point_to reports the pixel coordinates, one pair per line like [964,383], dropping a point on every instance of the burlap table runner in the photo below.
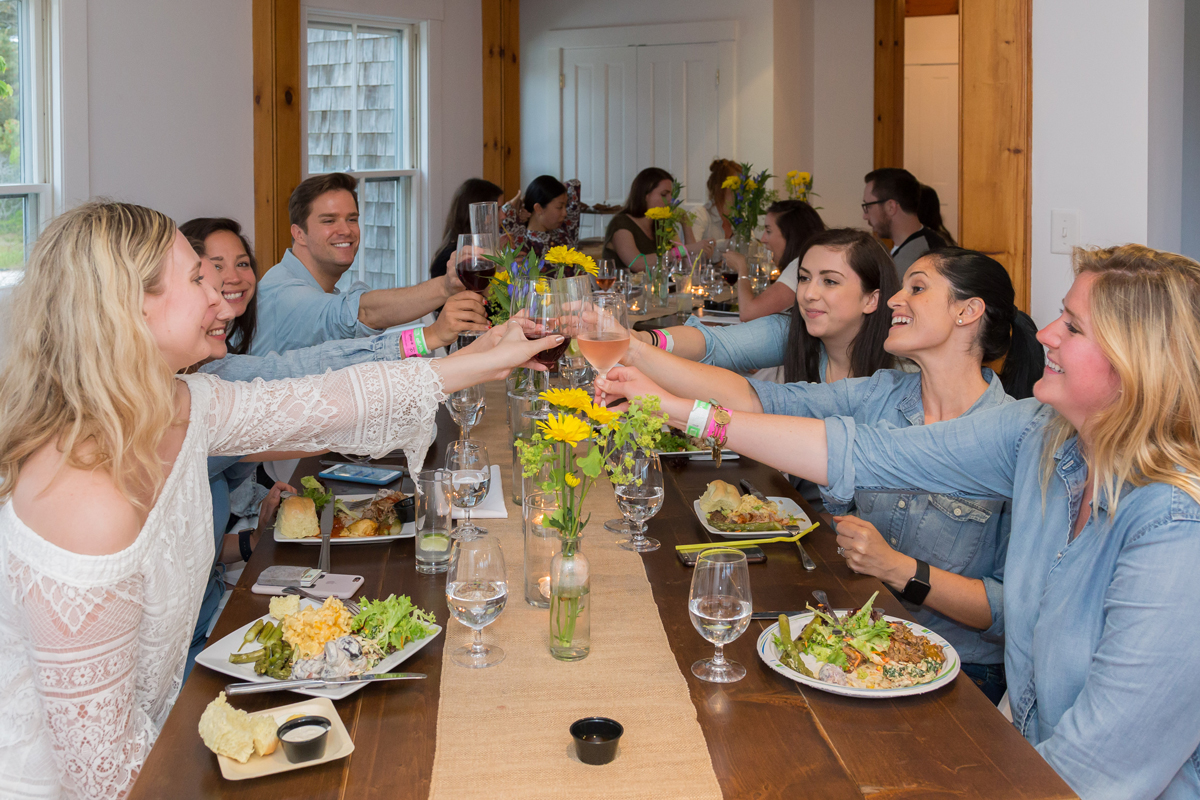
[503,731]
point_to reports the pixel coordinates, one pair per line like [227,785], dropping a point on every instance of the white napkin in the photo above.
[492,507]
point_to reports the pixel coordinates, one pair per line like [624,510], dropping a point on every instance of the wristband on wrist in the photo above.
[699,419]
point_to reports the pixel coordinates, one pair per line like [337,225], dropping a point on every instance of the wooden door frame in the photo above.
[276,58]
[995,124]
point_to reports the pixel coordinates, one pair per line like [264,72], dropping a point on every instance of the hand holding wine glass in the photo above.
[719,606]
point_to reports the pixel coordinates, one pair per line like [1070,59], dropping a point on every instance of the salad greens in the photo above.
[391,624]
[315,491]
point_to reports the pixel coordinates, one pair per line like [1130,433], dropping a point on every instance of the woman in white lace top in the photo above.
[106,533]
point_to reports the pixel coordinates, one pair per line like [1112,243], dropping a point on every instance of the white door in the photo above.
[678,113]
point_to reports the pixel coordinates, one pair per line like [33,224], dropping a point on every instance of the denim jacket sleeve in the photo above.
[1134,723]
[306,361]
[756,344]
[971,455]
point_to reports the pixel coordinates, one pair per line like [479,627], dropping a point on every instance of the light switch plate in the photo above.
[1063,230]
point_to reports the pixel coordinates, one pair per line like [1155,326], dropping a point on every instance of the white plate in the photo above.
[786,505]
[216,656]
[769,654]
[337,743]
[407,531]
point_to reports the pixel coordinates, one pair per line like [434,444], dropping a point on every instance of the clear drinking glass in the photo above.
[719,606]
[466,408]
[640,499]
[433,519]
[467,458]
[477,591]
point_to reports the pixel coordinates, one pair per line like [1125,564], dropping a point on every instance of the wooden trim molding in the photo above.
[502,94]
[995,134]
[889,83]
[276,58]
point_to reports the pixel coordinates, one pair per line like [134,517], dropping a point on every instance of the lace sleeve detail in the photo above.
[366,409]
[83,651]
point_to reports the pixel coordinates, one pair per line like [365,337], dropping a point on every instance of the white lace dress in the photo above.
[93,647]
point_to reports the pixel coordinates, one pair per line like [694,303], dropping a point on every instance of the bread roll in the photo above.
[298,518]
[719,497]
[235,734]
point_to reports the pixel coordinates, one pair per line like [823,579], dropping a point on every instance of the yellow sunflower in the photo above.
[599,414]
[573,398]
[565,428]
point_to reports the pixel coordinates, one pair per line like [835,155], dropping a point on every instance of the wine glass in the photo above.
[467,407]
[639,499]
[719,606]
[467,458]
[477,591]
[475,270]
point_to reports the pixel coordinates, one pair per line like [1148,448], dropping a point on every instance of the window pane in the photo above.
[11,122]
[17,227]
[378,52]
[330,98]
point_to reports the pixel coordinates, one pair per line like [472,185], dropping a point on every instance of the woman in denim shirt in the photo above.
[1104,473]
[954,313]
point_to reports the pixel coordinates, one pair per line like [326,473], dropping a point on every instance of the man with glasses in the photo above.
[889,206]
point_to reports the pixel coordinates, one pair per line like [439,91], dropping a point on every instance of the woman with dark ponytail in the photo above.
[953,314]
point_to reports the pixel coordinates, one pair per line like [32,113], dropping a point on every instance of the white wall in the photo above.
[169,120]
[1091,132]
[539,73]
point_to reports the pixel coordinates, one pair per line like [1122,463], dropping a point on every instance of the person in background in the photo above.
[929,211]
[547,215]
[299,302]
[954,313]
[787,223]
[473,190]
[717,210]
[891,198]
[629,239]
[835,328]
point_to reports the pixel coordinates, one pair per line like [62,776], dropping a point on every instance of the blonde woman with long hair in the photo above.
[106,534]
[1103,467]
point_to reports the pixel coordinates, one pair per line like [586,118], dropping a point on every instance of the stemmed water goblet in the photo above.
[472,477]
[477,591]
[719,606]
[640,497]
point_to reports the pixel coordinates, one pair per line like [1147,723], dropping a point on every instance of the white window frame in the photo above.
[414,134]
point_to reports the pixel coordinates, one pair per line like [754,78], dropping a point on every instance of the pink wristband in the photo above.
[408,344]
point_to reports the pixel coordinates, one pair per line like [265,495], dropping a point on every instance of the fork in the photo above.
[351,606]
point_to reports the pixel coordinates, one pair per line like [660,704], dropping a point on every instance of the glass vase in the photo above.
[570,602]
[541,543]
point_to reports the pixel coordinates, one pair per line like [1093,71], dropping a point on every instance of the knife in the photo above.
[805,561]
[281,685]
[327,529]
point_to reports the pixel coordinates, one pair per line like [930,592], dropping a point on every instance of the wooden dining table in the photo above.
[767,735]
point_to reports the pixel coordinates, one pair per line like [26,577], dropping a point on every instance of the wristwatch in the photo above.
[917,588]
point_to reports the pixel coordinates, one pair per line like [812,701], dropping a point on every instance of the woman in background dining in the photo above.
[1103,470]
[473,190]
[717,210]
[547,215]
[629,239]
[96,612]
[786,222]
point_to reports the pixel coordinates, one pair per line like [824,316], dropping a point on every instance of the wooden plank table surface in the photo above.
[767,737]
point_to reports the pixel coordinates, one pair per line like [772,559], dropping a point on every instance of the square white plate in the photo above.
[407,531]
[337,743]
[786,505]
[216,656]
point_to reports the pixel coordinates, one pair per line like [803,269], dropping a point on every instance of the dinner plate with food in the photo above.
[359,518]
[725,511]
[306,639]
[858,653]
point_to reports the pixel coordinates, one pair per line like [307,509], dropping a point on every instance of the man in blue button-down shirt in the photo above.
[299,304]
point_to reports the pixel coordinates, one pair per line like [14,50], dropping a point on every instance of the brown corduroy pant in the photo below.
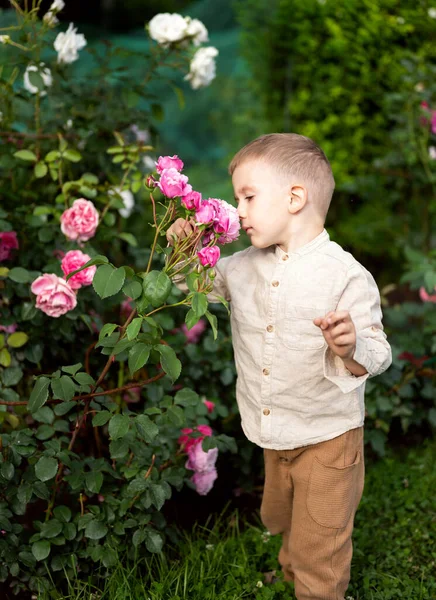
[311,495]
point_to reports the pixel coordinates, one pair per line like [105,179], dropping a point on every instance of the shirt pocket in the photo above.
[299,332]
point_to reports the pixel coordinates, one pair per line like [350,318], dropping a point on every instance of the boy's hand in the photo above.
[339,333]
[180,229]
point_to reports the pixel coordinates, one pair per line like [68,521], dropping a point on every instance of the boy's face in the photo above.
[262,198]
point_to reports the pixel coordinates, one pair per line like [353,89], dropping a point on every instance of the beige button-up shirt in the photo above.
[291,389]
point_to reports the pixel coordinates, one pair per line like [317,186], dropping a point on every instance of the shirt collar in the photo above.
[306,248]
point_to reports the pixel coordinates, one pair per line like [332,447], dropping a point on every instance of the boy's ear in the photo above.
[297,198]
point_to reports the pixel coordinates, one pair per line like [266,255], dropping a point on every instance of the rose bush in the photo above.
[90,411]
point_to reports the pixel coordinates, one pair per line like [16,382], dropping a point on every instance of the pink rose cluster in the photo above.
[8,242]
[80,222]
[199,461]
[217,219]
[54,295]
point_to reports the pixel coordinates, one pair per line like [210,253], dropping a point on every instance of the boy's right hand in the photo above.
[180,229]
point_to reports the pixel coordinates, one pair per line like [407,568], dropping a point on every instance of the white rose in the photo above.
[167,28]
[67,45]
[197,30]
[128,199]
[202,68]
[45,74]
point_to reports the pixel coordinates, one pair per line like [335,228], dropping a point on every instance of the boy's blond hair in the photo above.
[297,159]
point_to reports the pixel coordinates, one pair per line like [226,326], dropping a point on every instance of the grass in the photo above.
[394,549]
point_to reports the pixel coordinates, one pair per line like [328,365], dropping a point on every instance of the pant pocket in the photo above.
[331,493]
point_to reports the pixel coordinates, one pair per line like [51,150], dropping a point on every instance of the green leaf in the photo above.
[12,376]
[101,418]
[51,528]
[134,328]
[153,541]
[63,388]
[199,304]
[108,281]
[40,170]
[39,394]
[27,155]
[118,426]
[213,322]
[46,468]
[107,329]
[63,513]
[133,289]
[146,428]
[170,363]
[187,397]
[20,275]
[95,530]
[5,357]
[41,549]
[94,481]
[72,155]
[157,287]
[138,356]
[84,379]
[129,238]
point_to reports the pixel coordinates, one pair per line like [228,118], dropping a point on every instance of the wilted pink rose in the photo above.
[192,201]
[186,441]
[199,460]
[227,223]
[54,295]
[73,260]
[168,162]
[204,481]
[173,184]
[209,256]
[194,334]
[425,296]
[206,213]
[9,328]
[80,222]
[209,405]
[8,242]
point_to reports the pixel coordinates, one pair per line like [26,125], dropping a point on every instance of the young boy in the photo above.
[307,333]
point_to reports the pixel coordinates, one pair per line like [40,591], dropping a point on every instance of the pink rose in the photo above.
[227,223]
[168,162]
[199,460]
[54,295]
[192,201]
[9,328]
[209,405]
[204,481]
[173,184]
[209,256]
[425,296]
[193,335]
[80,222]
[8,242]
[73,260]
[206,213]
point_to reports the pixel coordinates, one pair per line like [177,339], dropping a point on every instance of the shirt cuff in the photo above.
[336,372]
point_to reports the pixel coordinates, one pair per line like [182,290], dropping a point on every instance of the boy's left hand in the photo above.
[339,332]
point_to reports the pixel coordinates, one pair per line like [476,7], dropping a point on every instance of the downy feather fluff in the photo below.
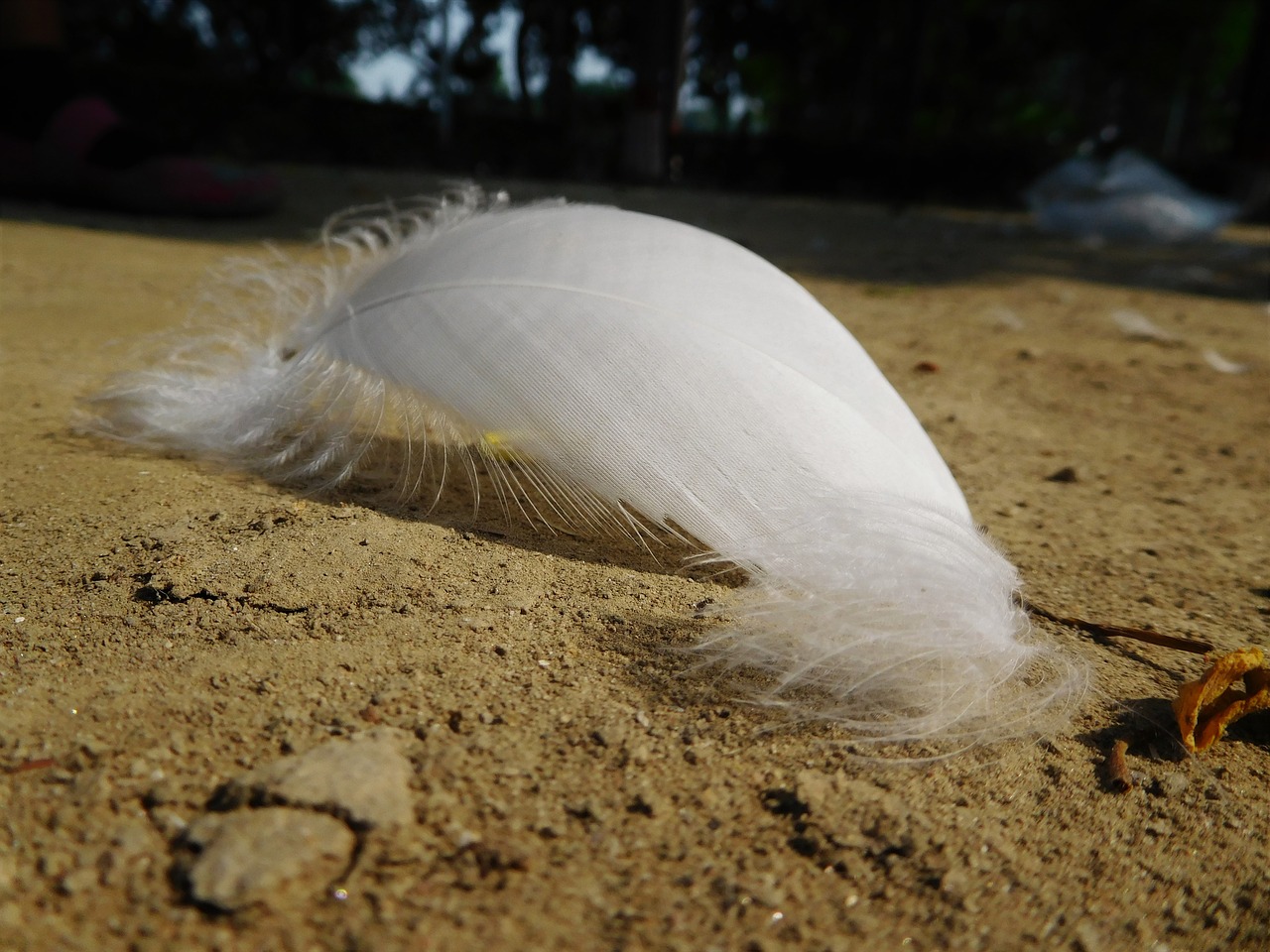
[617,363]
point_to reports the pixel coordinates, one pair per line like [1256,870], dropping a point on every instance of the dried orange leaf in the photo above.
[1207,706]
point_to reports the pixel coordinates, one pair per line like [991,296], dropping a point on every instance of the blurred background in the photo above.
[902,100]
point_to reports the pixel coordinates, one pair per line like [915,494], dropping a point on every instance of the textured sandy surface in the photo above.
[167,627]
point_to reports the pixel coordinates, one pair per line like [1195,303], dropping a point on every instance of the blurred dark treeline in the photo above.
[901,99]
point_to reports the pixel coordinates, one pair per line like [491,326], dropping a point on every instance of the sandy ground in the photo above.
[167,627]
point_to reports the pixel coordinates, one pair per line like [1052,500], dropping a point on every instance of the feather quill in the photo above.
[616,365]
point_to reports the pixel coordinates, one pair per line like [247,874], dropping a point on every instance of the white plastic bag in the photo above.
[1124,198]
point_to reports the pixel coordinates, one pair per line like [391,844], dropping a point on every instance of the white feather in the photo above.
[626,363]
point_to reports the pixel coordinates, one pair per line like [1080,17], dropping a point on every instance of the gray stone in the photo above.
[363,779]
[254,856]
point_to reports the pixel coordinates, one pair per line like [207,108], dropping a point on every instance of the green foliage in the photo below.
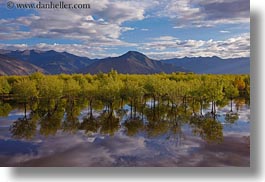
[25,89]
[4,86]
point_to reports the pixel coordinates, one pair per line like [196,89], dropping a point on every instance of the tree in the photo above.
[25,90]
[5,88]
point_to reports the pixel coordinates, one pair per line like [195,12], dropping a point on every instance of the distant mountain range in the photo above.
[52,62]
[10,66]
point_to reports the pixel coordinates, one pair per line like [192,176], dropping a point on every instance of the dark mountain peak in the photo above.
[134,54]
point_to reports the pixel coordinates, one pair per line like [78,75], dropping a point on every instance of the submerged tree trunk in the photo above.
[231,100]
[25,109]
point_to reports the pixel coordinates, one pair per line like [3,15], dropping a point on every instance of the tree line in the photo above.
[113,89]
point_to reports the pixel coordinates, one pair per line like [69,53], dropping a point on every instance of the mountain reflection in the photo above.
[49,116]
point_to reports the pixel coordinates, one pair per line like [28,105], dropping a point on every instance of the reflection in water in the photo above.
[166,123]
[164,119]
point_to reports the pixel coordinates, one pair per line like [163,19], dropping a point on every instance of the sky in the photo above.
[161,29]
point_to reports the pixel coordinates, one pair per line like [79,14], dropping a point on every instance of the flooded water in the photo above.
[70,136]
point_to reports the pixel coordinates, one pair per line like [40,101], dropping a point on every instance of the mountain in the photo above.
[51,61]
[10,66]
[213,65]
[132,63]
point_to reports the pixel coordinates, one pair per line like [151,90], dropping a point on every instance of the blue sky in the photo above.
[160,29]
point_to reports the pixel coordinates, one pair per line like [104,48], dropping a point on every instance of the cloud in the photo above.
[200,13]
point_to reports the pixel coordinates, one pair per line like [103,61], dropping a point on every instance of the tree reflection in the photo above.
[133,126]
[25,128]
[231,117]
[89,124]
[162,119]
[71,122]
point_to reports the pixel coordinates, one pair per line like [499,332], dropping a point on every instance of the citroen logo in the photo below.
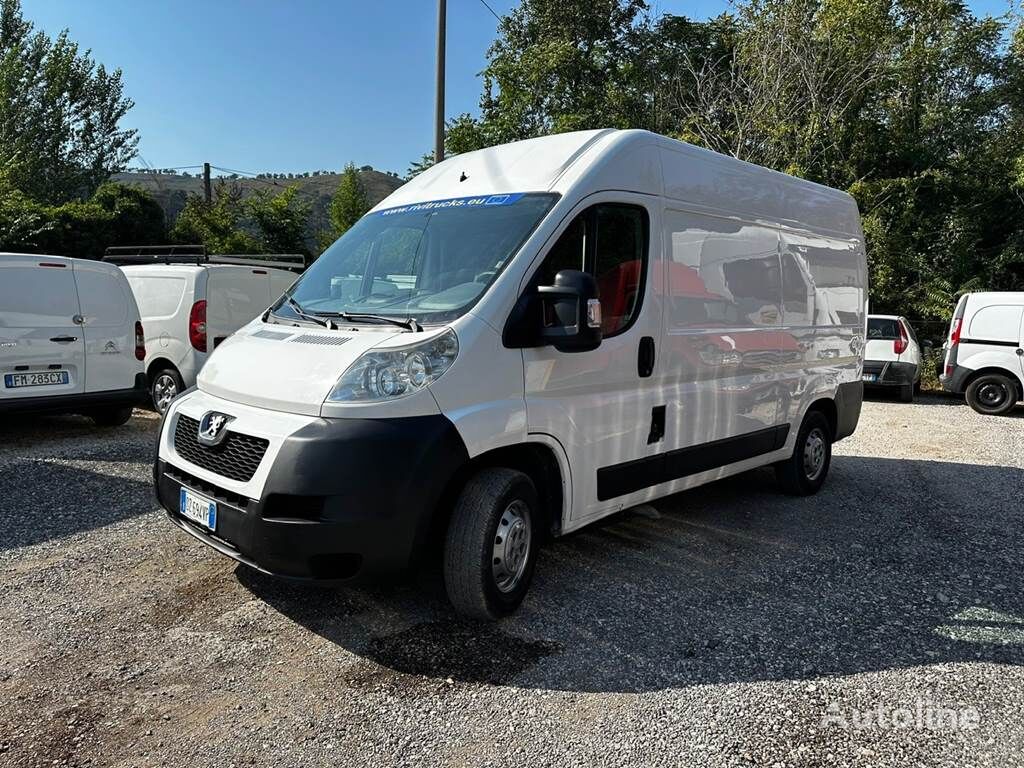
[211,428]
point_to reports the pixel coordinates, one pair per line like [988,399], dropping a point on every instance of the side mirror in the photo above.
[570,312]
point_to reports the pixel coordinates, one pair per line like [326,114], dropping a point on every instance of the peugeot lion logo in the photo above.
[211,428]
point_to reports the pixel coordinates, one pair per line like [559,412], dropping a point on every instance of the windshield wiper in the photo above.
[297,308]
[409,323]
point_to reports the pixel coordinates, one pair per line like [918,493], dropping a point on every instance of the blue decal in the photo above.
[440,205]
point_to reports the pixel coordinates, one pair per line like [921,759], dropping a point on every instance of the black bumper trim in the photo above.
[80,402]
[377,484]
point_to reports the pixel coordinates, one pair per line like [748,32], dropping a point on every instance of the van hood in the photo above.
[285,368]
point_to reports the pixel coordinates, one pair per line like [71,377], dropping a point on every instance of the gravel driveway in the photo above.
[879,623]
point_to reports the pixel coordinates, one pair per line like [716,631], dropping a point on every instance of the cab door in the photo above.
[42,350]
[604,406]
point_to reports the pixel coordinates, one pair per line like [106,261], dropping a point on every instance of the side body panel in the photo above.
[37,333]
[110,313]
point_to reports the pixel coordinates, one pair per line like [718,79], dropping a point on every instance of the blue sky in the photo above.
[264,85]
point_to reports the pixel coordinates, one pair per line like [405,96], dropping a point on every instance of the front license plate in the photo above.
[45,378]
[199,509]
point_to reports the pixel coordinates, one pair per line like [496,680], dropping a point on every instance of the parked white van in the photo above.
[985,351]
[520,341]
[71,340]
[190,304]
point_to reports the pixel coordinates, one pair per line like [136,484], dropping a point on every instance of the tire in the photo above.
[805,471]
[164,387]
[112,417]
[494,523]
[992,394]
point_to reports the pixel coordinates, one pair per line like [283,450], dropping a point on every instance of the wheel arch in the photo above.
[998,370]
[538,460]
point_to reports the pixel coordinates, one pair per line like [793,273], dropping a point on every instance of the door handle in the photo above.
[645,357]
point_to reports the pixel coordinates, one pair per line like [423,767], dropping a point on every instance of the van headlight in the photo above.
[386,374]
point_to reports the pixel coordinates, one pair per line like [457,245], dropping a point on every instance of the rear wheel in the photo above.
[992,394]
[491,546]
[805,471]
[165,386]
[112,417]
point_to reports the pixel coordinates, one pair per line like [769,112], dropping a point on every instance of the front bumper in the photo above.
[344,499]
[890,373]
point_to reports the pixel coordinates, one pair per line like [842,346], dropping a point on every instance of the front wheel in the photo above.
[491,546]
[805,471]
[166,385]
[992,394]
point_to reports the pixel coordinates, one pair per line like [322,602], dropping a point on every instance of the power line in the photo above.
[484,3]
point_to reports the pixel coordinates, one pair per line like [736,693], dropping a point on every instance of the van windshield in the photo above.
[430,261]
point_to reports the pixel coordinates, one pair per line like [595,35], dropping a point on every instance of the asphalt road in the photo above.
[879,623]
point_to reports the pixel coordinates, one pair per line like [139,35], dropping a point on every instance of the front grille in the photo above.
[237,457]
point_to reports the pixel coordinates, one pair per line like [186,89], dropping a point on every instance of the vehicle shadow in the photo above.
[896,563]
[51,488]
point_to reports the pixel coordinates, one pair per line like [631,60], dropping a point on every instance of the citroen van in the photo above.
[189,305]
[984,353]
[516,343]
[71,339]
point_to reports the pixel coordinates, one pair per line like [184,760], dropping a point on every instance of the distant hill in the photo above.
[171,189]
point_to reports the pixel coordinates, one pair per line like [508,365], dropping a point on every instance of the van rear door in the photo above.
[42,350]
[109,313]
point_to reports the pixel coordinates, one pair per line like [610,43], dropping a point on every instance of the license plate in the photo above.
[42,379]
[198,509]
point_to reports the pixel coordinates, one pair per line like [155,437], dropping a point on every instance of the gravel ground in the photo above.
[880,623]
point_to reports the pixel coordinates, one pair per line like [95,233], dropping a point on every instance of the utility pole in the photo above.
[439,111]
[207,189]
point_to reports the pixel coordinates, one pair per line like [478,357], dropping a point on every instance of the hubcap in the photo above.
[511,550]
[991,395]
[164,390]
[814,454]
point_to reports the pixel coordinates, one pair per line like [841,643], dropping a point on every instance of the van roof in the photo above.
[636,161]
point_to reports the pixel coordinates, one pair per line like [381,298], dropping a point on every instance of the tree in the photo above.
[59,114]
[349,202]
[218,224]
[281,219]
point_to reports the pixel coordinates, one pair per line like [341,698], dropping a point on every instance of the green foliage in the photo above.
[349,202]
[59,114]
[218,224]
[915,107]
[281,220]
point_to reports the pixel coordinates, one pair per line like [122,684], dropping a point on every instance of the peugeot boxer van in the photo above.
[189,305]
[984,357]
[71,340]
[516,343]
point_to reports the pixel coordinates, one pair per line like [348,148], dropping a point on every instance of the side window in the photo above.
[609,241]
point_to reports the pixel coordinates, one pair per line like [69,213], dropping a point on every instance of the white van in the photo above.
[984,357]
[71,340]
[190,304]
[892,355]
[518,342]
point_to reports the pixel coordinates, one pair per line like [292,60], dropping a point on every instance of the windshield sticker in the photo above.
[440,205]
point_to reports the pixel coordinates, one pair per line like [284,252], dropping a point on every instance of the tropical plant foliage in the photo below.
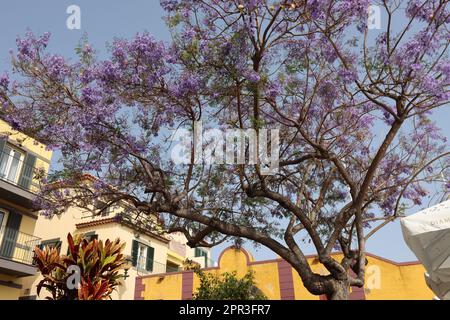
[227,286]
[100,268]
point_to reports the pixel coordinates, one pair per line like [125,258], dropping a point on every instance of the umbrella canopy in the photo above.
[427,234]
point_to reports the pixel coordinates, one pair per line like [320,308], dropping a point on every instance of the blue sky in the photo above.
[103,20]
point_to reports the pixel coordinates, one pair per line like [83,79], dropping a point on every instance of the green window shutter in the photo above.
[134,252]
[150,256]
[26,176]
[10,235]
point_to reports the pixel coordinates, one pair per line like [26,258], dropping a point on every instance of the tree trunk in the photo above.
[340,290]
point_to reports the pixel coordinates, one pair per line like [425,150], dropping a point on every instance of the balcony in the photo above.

----

* **Set problem**
Everything from the line that contains "plant foliage in the photo below." to the final line of the data is to be duplicated exactly, both ends included, except the pictures.

* **Solution**
point_to reports the pixel coordinates, one pair per line like [284,252], dropping a point on every instance of the tropical plant foliage in the photo below.
[227,286]
[100,268]
point_to reports the pixel coordinates, one pair per line like [125,258], dropping a point on every instance of the umbrella canopy in the photo above.
[427,234]
point_to reports the pixel coordinates, one pair per line like [320,308], dropping a point on every instance of the blue sky in the photo above.
[103,20]
point_to reports the pixel coordinates, one pair per line like [83,79], dropping a point on every instance of the green window shutter in the photo above.
[134,252]
[150,256]
[26,176]
[10,235]
point_to reports the pixel coordinates, one pair per line like [26,258], dropping a point on every instance of the tree trunk in the photo above.
[340,290]
point_to reports the pixel coordinates, one pair per line like [425,150], dropping a point on every instance of the balcony in the photo above.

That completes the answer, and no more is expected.